» **Tasks**
1) Edit the question about Introselect by rewriting the passage from "In this paper, we" to "hairy real fast.", replacing "hairy" with "complicated".
2) According to the question about Introselect, which problem does the Introsort paper concentrate on?

» **Text block**
I want to know how this can be achieved. I looked at Wikipedia's explanation of Introselect and that just left me more confused. How can an algorithm switch between QSort and Median-of-Medians?

I found the Introsort paper here: http://citeseerx.ist.psu.edu/viewdoc/download?doi=10.1.1.14.5196&rep=rep1&type=pdf But that says:

In this paper, we concentrate on the sorting problem and return to the selection problem only briefly in a later section.

I've tried to read through the STL itself to understand how nth_element is implemented, but that gets hairy real fast.

Could someone show me pseudo-code for how Introselect is implemented? Or even better, actual C++ code other than the STL of course :)

Bounding box annotation entries
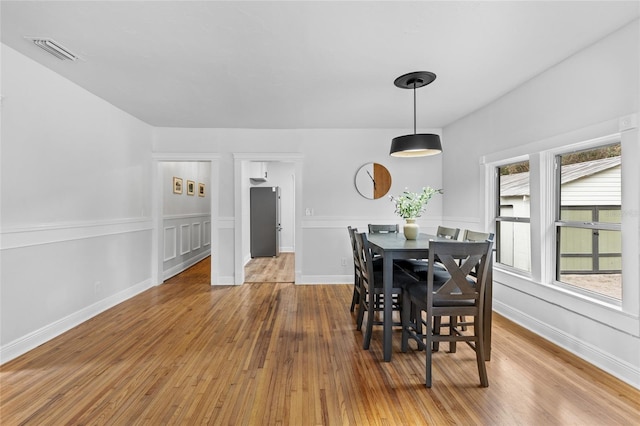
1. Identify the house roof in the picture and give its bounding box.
[500,156,621,197]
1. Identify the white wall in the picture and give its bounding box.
[153,128,443,284]
[443,20,640,387]
[0,44,152,361]
[160,161,215,280]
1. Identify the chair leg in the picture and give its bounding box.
[356,294,367,331]
[400,295,413,352]
[350,277,360,312]
[424,315,437,388]
[473,313,489,388]
[460,315,467,331]
[427,317,442,352]
[449,315,458,354]
[362,293,378,349]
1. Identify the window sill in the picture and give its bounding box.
[493,265,640,336]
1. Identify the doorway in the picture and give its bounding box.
[151,154,219,285]
[234,153,302,285]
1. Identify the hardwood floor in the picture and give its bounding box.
[0,259,640,425]
[244,253,295,283]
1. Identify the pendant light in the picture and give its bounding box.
[389,71,442,157]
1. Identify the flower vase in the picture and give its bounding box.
[403,219,420,240]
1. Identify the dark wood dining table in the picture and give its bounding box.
[367,233,493,362]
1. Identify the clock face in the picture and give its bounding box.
[355,163,391,200]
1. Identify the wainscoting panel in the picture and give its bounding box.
[191,222,202,250]
[162,214,211,280]
[180,223,191,255]
[164,226,177,262]
[203,220,211,246]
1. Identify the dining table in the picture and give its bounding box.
[367,233,493,362]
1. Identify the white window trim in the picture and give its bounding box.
[480,115,640,336]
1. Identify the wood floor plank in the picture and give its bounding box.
[0,259,640,425]
[244,253,295,283]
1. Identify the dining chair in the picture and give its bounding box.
[355,232,417,349]
[369,223,400,234]
[396,226,460,275]
[347,226,362,316]
[401,241,493,388]
[450,229,493,332]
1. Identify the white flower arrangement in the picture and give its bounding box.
[389,186,444,219]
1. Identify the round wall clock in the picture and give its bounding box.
[355,163,391,200]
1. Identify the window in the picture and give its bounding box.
[555,143,622,301]
[496,161,531,272]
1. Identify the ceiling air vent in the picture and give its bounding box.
[25,37,78,61]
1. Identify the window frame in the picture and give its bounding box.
[551,143,624,306]
[493,160,532,276]
[478,115,640,336]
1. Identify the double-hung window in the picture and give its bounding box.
[555,143,622,301]
[496,161,531,272]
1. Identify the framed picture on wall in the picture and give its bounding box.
[173,176,182,194]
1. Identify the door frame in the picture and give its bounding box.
[151,153,220,285]
[233,152,304,285]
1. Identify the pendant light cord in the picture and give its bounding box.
[413,81,416,135]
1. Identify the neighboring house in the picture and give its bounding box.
[499,157,622,274]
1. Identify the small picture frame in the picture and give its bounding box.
[173,176,182,194]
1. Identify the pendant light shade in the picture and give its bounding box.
[390,133,442,157]
[389,71,442,157]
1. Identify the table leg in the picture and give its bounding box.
[483,262,493,361]
[382,255,393,362]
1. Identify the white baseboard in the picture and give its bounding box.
[296,274,353,284]
[162,250,211,281]
[0,278,153,365]
[493,300,640,389]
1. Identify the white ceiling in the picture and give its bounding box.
[0,1,640,129]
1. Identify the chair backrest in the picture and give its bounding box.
[369,223,400,234]
[436,226,460,240]
[347,226,362,276]
[427,241,493,316]
[462,229,493,241]
[354,232,375,290]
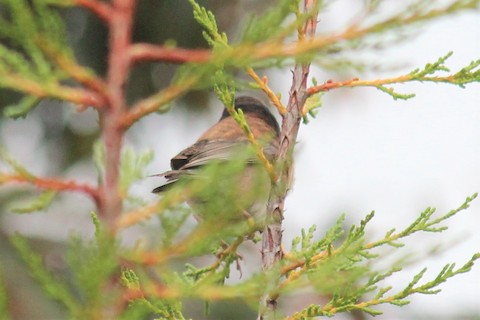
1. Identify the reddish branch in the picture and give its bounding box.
[0,174,99,203]
[99,0,136,230]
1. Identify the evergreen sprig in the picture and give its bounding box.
[10,234,82,318]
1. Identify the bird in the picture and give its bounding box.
[152,96,280,226]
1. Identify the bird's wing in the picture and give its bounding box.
[171,140,248,170]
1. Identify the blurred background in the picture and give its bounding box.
[0,0,480,319]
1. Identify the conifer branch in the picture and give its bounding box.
[246,67,287,114]
[257,0,318,320]
[307,52,480,100]
[0,173,99,203]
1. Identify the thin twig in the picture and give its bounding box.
[75,0,112,22]
[257,0,317,320]
[0,174,99,203]
[130,43,212,63]
[246,67,287,114]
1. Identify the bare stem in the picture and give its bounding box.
[99,0,136,230]
[257,0,317,320]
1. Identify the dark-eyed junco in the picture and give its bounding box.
[152,96,280,224]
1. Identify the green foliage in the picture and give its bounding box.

» **Worked solutions**
1)
In this paper, we concentrate on the sorting problem and return to the selection problem only briefly in a later section.

I've tried to read through the STL itself to understand how nth_element is implemented, but that gets complicated real fast.

2) The sorting problem.